_Passage given_
= Fadi Azzam =

Syrian writer, born 1973

Fadi Azzam (Arabic: فادي عزام; born 1973, As-Suwayda, Syria) is a Syrian novelist and poet. Two of his novels in Arabic have been longlisted for the International Prize for Arabic Fiction. In 2011, his debut novel Sarmada was published in English and in 2020 in a German edition. After the outbreak of the war in Syria, he went into exile in the United Kingdom. His work is part of contemporary Syrian literature in the context of war and imprisonment.

==Life and career==

Azzam was born in As-Suwayda in southern Syria in 1973 and went to university in Damascus, graduating in 1998. He has published in Arabic newspapers and magazines, and he reported on arts and culture for Al Quds al-Arabi from 2007 to 2009. Further, he has published opinion columns in The New York Times and a number of newspapers across the Middle East and Arabian Gulf.

He has also worked with visual media, such as documentaries and cartoons.

_What to work on_
a. Quote the part of the passage about Fadi Azzam that begins with the words "Fadi Azzam (Arabic: فادي" and ends with "and Arabian Gulf.", word for word.
b. Put the entries below into a JSON list of strings, one string per line with blank lines left out, starting at the first line of the entries and ending with the line that contains "[115, 481, 157, 598]", including both of those lines.

_Data for this task_

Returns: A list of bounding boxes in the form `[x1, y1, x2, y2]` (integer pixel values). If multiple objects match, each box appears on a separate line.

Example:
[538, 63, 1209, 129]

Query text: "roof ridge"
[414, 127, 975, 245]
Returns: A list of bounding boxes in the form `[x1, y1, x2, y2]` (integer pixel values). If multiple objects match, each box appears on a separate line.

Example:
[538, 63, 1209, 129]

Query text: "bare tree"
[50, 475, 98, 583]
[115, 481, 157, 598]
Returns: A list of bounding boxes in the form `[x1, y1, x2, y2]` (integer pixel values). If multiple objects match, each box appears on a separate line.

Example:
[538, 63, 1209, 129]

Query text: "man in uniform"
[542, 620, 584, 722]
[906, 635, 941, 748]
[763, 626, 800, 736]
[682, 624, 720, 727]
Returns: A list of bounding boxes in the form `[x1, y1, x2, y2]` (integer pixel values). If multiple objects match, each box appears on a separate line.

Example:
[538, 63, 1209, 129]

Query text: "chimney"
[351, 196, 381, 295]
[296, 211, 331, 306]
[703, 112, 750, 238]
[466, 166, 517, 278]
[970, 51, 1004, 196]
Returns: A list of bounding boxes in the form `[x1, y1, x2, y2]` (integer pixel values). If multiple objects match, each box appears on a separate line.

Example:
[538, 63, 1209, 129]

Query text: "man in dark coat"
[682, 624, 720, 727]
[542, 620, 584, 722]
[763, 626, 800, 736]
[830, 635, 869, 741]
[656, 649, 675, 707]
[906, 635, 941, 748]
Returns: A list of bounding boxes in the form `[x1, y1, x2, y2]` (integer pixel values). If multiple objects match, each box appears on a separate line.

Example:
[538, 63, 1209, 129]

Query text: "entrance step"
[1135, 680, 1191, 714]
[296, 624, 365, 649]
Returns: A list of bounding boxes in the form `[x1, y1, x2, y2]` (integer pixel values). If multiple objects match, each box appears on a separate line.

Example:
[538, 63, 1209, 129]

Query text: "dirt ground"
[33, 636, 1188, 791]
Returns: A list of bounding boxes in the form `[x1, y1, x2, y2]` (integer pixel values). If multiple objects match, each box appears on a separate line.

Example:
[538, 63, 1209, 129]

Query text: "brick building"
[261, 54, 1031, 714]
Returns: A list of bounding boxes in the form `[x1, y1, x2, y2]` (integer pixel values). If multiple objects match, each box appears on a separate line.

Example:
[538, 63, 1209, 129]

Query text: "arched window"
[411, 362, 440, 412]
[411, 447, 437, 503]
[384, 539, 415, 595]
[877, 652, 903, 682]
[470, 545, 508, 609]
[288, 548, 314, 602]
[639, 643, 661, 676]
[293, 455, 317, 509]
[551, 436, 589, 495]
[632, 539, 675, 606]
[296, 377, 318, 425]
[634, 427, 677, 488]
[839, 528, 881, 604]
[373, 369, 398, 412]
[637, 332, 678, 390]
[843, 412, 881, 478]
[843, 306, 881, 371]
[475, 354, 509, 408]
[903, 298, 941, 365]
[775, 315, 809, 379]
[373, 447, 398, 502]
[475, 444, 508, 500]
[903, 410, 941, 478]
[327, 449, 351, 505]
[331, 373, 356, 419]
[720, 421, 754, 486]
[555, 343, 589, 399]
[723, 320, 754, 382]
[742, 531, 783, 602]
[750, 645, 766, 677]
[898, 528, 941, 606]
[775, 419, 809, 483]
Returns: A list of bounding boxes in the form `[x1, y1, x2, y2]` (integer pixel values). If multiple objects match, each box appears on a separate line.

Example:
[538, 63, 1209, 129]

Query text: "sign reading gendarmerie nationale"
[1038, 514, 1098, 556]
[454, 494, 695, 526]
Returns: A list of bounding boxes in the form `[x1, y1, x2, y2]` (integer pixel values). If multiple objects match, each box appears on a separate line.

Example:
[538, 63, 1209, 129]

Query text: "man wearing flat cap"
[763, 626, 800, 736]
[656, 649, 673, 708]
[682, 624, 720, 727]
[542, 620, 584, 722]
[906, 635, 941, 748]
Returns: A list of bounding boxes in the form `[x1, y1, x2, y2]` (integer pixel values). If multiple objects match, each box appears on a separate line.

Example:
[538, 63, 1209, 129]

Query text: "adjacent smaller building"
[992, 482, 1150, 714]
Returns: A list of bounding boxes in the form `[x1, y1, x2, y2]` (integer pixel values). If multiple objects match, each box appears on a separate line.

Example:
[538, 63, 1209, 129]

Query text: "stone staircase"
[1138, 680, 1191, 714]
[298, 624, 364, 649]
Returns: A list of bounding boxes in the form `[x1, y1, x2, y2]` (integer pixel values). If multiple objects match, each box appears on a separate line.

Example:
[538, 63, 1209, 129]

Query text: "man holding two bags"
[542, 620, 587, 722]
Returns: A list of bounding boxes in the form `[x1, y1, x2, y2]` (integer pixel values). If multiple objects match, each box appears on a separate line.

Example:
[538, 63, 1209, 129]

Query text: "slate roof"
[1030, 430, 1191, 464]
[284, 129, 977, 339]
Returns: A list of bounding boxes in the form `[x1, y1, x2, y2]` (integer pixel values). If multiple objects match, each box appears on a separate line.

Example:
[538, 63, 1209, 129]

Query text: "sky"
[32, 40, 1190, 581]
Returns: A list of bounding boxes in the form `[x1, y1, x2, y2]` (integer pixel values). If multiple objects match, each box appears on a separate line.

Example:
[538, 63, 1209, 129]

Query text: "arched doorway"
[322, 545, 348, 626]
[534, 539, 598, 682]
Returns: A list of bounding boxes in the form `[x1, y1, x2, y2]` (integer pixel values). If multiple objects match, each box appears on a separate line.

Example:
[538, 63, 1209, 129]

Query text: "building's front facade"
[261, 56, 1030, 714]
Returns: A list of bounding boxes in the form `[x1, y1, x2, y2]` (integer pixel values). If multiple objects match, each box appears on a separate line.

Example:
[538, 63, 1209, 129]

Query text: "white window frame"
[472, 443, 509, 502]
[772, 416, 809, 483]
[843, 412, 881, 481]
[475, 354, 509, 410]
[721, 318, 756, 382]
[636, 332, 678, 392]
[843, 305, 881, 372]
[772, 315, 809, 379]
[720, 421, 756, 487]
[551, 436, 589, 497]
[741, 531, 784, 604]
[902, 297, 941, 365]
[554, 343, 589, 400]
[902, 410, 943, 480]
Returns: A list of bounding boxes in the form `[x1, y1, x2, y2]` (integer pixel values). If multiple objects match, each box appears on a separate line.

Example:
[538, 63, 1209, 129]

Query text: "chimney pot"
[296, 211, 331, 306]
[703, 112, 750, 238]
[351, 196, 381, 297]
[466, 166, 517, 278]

_Written responses_
a.
Fadi Azzam (Arabic: فادي عزام; born 1973, As-Suwayda, Syria) is a Syrian novelist and poet. Two of his novels in Arabic have been longlisted for the International Prize for Arabic Fiction. In 2011, his debut novel Sarmada was published in English and in 2020 in a German edition. After the outbreak of the war in Syria, he went into exile in the United Kingdom. His work is part of contemporary Syrian literature in the context of war and imprisonment.

==Life and career==

Azzam was born in As-Suwayda in southern Syria in 1973 and went to university in Damascus, graduating in 1998. He has published in Arabic newspapers and magazines, and he reported on arts and culture for Al Quds al-Arabi from 2007 to 2009. Further, he has published opinion columns in The New York Times and a number of newspapers across the Middle East and Arabian Gulf.

b.
[
  "Returns: A list of bounding boxes in the form `[x1, y1, x2, y2]` (integer pixel values). If multiple objects match, each box appears on a separate line.",
  "Example:",
  "[538, 63, 1209, 129]",
  "Query text: \"roof ridge\"",
  "[414, 127, 975, 245]",
  "Returns: A list of bounding boxes in the form `[x1, y1, x2, y2]` (integer pixel values). If multiple objects match, each box appears on a separate line.",
  "Example:",
  "[538, 63, 1209, 129]",
  "Query text: \"bare tree\"",
  "[50, 475, 98, 583]",
  "[115, 481, 157, 598]"
]